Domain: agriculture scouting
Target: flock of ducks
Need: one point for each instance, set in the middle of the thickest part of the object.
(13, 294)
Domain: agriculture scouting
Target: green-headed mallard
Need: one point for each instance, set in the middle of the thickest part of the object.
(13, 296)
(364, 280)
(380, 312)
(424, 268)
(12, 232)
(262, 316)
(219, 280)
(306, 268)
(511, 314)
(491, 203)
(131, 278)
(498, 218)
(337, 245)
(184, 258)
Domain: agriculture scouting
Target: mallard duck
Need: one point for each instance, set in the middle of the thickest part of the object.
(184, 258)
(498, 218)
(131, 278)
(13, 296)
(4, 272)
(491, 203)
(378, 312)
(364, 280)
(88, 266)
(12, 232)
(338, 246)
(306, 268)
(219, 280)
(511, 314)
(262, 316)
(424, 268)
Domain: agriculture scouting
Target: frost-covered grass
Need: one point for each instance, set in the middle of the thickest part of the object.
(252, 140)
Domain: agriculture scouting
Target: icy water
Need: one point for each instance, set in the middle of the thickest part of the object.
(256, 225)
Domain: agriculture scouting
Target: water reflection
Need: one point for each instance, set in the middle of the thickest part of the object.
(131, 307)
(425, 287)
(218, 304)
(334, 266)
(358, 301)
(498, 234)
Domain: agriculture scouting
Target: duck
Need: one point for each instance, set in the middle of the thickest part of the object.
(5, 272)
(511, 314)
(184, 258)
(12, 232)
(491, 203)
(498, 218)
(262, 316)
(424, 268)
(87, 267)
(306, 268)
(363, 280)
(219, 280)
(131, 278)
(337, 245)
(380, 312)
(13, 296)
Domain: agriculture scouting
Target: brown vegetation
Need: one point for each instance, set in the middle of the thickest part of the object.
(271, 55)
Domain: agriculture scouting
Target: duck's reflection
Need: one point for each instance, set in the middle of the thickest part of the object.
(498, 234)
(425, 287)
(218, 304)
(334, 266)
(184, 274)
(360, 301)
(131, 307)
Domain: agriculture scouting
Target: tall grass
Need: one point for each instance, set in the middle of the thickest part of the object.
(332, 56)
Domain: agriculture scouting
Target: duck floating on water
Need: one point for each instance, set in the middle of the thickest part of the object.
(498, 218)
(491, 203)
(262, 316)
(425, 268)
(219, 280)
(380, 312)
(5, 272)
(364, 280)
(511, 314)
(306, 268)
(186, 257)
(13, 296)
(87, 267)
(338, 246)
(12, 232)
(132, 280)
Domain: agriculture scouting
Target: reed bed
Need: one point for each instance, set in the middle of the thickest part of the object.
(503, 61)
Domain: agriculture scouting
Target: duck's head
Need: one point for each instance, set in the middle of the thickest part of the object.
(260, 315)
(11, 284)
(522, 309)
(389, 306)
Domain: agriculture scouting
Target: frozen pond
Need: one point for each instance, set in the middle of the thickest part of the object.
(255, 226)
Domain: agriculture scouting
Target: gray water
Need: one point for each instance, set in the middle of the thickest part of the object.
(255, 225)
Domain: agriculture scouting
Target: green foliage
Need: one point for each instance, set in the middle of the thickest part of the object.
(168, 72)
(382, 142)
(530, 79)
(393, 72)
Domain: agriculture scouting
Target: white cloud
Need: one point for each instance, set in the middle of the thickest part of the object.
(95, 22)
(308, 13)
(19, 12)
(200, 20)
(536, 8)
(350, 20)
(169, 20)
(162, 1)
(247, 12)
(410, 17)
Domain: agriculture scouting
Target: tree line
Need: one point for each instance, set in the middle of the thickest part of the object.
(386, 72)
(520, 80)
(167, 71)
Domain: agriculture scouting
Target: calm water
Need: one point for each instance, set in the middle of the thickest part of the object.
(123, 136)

● ● ● ● ● ● ●

Task statement: Each line of the records that holds the word "green" should be copied out.

Solution below:
Target: green-headed mallard
Target: green foliage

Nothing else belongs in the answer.